» About this task
Search the material for the string "bouquet" and reply with how many lines contain it, nothing else.

» Data records
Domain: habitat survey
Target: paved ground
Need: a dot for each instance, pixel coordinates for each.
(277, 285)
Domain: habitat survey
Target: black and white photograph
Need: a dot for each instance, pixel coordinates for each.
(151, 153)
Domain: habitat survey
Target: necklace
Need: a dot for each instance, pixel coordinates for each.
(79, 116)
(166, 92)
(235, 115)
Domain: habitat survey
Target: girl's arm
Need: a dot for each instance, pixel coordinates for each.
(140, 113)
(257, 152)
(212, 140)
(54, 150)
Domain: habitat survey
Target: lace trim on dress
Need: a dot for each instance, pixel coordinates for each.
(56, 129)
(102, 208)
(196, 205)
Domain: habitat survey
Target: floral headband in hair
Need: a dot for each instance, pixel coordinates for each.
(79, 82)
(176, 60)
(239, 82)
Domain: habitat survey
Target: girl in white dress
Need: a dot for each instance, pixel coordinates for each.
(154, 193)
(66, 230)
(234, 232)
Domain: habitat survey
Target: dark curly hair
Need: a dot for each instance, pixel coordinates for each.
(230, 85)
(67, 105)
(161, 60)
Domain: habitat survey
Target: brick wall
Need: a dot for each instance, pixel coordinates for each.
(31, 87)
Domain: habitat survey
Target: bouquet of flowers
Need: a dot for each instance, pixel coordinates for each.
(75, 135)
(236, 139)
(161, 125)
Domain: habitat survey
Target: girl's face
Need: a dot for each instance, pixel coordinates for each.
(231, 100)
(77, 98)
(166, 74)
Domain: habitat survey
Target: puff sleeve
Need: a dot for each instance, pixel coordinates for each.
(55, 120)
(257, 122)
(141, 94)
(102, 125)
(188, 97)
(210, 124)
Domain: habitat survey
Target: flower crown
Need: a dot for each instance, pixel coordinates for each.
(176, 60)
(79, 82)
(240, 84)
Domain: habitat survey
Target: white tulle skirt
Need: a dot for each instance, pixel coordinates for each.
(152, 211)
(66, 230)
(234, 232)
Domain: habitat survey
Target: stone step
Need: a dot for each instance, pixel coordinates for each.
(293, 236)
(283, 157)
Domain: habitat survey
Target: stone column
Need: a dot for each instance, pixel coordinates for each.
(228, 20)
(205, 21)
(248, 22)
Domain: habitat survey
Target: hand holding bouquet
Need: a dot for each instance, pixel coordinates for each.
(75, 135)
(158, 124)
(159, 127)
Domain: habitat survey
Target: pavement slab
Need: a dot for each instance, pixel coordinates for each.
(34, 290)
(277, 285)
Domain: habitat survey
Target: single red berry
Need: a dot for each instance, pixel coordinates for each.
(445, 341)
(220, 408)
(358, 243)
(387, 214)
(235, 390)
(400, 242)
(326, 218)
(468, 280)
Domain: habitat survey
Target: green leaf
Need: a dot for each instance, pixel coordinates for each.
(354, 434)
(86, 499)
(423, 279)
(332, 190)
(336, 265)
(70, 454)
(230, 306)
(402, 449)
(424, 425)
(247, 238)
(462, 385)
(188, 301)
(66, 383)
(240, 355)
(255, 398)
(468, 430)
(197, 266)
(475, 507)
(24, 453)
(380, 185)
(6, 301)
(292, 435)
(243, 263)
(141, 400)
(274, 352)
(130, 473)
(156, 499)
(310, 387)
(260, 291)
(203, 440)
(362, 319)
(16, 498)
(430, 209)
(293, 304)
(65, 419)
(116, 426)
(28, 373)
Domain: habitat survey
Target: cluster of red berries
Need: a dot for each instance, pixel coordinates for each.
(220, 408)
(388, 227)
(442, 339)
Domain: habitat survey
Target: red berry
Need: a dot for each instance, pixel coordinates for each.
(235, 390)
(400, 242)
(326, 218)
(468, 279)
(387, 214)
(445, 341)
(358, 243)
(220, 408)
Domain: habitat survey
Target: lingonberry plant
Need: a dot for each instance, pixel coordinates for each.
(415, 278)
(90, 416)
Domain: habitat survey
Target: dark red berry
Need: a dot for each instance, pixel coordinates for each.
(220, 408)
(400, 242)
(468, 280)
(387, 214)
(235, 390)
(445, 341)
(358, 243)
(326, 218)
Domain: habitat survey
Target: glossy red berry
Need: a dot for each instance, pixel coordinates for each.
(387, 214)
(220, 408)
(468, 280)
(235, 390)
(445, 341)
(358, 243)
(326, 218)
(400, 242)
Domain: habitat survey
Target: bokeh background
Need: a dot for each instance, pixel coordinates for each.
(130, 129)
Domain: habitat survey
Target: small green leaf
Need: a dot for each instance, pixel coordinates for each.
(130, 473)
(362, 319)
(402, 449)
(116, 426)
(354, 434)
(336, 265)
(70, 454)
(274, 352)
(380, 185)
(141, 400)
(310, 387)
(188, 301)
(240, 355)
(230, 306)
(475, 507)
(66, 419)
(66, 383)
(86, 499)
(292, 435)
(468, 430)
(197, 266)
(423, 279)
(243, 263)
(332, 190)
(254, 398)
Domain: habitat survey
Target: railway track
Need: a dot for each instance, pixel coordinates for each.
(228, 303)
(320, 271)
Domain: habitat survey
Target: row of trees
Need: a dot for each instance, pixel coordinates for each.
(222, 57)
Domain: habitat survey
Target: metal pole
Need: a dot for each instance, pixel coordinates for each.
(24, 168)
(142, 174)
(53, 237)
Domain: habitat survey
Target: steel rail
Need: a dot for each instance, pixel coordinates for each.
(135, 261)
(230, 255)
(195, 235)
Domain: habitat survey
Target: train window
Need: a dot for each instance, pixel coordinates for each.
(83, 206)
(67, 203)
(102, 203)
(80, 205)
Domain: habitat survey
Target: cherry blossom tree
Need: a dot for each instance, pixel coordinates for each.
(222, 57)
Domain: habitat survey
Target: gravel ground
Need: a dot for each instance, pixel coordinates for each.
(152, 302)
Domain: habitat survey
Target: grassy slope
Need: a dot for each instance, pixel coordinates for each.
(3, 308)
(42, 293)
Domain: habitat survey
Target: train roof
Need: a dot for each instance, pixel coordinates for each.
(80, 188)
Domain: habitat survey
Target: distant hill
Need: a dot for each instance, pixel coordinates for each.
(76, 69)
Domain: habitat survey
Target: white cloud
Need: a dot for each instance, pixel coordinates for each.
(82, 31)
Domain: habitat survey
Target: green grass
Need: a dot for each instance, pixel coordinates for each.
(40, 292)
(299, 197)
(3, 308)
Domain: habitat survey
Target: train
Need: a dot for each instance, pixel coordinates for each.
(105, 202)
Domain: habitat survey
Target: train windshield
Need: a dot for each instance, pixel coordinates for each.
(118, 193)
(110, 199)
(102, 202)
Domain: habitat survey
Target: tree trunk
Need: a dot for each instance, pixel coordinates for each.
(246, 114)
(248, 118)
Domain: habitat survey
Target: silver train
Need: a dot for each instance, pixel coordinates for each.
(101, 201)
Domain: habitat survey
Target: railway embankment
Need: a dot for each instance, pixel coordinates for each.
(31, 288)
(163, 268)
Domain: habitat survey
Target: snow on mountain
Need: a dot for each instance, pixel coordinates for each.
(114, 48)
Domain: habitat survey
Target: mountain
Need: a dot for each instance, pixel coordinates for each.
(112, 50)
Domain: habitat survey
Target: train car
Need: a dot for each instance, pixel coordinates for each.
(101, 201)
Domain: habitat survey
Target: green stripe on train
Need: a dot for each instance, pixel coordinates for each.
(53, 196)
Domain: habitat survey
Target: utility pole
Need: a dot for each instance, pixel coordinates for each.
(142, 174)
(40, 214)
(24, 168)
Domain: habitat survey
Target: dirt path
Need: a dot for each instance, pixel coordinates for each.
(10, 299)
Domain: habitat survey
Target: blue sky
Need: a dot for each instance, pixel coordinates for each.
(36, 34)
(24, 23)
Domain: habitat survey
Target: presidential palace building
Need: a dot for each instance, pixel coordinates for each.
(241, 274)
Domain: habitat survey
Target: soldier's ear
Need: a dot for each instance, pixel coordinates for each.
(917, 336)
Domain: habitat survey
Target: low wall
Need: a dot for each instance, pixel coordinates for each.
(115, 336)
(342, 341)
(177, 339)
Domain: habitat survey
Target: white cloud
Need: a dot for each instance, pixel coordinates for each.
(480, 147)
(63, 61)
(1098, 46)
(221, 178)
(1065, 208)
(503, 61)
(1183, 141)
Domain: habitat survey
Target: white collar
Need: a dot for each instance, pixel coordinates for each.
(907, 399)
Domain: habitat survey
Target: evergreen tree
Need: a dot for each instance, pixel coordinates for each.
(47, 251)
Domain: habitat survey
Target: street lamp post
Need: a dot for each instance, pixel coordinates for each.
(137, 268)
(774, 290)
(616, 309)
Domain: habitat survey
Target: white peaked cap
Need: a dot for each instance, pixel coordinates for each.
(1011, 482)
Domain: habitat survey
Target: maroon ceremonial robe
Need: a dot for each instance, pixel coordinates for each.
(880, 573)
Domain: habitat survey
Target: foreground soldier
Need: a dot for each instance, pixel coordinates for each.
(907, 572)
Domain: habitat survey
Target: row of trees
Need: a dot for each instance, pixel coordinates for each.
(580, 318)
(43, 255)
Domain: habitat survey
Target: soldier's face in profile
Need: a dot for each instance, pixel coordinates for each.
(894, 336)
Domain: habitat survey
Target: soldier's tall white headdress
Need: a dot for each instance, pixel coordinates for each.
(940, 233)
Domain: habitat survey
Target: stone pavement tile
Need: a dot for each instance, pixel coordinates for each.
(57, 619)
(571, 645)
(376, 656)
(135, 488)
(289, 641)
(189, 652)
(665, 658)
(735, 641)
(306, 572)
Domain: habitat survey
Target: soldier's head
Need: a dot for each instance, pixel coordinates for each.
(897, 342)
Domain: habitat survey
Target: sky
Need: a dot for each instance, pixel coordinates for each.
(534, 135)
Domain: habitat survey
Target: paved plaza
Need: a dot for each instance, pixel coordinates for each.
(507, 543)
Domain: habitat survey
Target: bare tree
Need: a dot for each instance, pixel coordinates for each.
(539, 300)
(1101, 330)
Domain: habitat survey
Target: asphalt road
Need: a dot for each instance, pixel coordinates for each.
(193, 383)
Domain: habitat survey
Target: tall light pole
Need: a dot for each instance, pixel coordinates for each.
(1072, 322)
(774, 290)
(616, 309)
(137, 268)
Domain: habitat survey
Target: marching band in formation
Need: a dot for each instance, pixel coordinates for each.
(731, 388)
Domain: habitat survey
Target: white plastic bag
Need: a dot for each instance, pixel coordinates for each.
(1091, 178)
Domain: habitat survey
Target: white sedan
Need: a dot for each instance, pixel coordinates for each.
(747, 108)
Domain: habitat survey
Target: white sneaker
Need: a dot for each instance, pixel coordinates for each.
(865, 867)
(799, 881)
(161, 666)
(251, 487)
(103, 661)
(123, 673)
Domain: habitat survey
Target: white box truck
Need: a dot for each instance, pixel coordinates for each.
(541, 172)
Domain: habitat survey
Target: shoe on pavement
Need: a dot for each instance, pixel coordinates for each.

» Expected answer
2